EXERCISE INSTRUCTIONS
Look through the data below for the string "sleeve", and copy every line where it turns up.

(Text-to-region grounding data)
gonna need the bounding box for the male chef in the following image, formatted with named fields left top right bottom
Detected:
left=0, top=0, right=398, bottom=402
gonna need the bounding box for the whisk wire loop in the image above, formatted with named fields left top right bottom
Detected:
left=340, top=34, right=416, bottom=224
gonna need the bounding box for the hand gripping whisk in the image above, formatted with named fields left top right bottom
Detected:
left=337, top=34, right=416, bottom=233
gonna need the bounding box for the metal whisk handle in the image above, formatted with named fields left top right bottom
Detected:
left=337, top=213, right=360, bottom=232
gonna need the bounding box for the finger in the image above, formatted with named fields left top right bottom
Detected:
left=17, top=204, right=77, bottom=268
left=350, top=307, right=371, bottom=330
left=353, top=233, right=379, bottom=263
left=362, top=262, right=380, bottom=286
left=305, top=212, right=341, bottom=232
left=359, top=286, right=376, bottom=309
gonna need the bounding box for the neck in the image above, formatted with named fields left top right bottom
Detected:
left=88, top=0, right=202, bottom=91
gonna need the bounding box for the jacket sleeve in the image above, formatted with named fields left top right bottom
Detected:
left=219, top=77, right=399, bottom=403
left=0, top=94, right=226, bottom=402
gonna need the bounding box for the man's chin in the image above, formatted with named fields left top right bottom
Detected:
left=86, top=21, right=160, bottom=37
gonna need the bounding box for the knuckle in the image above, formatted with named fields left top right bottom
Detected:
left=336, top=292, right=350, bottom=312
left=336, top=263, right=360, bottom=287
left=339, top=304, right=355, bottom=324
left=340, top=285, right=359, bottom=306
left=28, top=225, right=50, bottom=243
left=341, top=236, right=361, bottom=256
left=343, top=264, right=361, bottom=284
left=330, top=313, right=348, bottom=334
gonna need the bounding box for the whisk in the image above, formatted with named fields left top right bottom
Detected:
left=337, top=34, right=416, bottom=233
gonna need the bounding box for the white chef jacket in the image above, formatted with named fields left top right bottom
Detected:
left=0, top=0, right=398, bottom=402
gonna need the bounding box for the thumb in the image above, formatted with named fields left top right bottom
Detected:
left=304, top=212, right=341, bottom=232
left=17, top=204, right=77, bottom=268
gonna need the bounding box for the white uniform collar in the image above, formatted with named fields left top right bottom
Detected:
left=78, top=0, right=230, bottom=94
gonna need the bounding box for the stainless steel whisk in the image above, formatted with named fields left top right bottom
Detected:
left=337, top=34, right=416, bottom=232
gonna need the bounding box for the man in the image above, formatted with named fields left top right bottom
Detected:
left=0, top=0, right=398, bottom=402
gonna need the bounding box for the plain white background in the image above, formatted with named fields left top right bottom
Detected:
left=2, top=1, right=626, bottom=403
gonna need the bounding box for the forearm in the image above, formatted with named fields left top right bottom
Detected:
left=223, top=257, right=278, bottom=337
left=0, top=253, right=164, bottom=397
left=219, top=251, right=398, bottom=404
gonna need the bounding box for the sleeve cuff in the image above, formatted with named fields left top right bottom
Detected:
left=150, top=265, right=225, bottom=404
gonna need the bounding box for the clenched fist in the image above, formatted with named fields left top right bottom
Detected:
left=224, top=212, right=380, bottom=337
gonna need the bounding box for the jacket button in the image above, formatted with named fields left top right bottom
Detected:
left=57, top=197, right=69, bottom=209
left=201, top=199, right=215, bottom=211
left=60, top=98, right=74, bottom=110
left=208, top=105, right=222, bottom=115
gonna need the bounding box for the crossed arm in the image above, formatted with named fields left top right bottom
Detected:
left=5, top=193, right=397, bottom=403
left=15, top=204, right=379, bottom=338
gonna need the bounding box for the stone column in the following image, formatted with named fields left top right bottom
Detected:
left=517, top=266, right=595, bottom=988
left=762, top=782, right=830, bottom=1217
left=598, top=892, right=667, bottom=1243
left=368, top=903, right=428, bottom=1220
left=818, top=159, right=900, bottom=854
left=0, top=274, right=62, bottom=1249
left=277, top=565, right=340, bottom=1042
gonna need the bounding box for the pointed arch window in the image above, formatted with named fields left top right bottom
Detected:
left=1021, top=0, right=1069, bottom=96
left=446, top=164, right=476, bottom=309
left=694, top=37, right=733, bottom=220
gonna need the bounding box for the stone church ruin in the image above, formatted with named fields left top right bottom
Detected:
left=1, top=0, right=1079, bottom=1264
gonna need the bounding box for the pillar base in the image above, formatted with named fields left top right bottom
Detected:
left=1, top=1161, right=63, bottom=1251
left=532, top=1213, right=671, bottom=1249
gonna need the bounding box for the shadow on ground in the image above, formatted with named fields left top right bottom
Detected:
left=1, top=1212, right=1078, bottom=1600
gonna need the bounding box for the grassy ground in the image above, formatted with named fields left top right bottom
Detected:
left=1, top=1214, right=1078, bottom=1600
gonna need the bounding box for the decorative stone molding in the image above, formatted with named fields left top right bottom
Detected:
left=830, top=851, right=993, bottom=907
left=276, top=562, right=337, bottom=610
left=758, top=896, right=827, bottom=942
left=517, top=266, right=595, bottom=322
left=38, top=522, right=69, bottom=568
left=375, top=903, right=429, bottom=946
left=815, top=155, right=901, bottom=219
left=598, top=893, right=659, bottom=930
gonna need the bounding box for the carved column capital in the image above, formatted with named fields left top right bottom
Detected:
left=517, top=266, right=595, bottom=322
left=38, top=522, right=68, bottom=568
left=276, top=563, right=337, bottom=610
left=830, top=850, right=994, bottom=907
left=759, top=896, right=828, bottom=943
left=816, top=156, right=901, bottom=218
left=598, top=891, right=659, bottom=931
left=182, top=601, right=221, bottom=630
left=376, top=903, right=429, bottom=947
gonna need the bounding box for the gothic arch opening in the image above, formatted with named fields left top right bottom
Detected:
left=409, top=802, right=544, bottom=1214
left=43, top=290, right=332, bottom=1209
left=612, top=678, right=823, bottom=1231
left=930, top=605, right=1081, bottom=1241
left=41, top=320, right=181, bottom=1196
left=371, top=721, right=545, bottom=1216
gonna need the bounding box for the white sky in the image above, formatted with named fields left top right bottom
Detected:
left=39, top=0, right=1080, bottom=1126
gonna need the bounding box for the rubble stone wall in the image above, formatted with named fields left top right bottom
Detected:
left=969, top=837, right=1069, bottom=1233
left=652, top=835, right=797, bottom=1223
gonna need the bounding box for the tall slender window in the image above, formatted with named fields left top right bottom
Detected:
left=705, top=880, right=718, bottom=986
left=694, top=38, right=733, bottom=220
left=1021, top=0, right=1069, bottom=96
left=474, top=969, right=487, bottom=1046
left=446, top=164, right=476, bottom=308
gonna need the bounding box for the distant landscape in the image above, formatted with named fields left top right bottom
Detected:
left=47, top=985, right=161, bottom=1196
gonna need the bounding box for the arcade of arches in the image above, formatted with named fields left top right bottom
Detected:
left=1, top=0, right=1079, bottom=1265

WRITTEN SOLUTION
gonna need the bounding box for the jacket sleeve in the image above, formatted with named fields left top right bottom
gonna need the bounding box for the sleeve cuff in the image above, formatted with named fields left top right bottom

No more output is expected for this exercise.